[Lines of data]
--- Begin ---

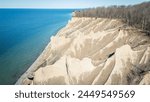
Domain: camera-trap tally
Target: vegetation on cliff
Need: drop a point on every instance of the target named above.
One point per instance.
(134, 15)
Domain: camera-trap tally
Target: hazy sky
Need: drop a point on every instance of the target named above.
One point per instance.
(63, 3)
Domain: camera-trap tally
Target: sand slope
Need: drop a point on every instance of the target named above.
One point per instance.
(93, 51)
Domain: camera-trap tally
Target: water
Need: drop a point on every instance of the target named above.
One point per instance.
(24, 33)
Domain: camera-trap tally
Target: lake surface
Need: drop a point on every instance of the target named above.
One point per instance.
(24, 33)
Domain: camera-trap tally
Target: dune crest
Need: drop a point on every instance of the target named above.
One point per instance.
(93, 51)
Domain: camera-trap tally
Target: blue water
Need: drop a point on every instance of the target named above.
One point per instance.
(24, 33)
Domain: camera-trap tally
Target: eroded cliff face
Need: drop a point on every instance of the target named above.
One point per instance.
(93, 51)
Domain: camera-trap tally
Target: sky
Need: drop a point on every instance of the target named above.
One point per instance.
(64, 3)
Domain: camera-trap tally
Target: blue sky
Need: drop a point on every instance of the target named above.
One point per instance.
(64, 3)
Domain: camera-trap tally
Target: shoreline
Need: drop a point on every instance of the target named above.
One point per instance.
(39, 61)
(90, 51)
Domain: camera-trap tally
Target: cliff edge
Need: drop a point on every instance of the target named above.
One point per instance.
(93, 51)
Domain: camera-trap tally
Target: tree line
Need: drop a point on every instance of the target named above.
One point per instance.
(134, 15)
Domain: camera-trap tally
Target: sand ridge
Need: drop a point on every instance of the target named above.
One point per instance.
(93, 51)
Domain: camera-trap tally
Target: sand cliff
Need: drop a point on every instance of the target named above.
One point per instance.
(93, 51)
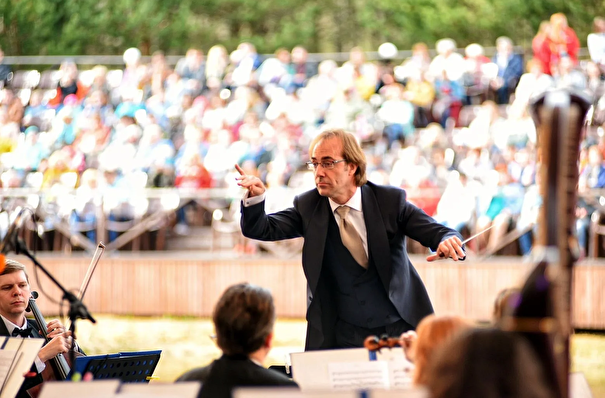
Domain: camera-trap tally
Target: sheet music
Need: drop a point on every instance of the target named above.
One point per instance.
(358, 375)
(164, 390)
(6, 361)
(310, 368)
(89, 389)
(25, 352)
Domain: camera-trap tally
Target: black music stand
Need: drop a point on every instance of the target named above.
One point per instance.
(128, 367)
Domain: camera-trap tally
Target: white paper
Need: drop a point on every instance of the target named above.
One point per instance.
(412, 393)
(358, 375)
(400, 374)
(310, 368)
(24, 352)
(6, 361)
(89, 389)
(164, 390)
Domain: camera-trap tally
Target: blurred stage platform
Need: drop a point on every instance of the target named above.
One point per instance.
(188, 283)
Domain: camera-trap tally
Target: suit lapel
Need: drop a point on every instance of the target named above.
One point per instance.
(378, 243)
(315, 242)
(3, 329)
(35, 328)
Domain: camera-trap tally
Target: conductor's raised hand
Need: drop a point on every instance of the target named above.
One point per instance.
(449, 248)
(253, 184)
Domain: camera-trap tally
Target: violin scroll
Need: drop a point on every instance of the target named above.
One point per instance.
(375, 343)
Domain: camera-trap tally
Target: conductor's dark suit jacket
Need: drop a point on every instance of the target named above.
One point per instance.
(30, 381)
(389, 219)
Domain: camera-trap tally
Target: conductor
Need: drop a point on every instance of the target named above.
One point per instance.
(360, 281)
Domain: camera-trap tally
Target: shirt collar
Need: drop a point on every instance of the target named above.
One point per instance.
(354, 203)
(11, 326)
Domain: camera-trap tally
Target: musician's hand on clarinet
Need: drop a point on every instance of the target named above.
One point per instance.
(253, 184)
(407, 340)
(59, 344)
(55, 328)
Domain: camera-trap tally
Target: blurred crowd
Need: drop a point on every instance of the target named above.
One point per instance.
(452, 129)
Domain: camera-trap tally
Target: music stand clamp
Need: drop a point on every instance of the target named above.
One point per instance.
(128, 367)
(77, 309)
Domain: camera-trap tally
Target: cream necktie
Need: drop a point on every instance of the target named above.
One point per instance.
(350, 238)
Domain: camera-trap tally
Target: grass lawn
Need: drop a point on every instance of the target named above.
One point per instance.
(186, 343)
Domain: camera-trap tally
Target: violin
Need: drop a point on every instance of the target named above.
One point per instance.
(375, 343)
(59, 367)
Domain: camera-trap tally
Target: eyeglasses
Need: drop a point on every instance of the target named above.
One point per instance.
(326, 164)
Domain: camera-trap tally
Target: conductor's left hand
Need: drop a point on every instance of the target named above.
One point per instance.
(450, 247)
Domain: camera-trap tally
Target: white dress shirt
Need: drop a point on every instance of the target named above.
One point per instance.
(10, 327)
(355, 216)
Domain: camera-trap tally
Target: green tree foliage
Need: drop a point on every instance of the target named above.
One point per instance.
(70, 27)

--- End ---

(Work instructions):
Please find every line above that contains the string "tree" and copy each one in full. Case counts.

(Response):
Target: tree line
Target: green tree foliage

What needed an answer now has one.